━━━━━ Record extracts

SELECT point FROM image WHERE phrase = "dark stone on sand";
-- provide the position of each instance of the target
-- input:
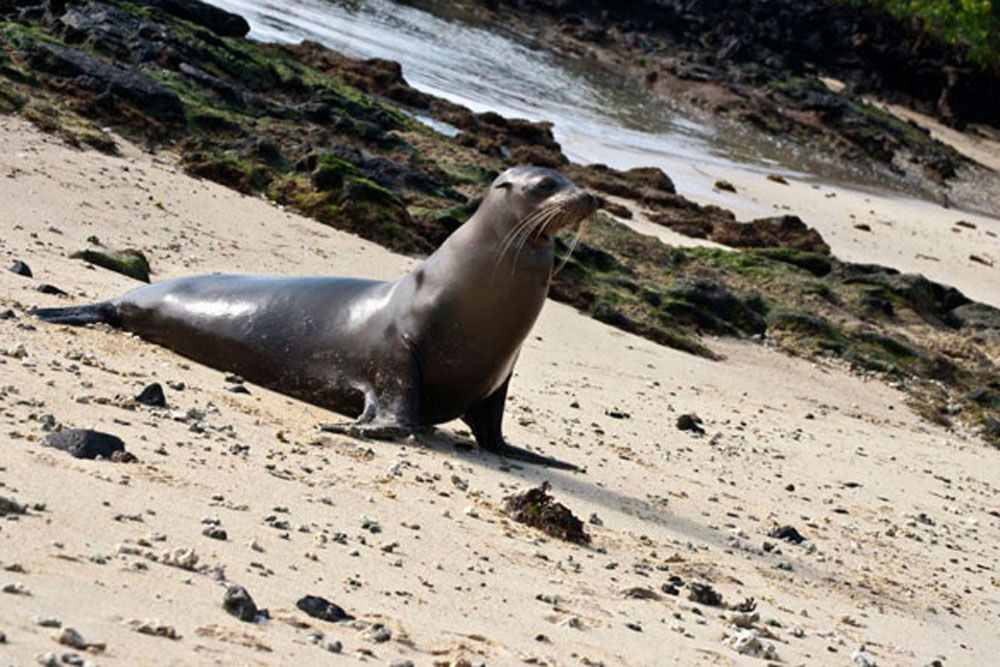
(85, 444)
(704, 594)
(104, 78)
(787, 533)
(152, 396)
(20, 268)
(46, 288)
(215, 533)
(11, 506)
(322, 609)
(128, 262)
(239, 604)
(690, 422)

━━━━━━━━━━

Task to carry out: Please copy out the entries above exactly as they appear, but skip their images.

Solution to this exercise:
SELECT point FROM image WHERE phrase = "dark stone on sand";
-- provide the position of each instance of the target
-- input:
(85, 444)
(704, 594)
(104, 78)
(787, 533)
(152, 396)
(20, 268)
(46, 288)
(215, 533)
(11, 506)
(322, 609)
(128, 262)
(239, 604)
(690, 422)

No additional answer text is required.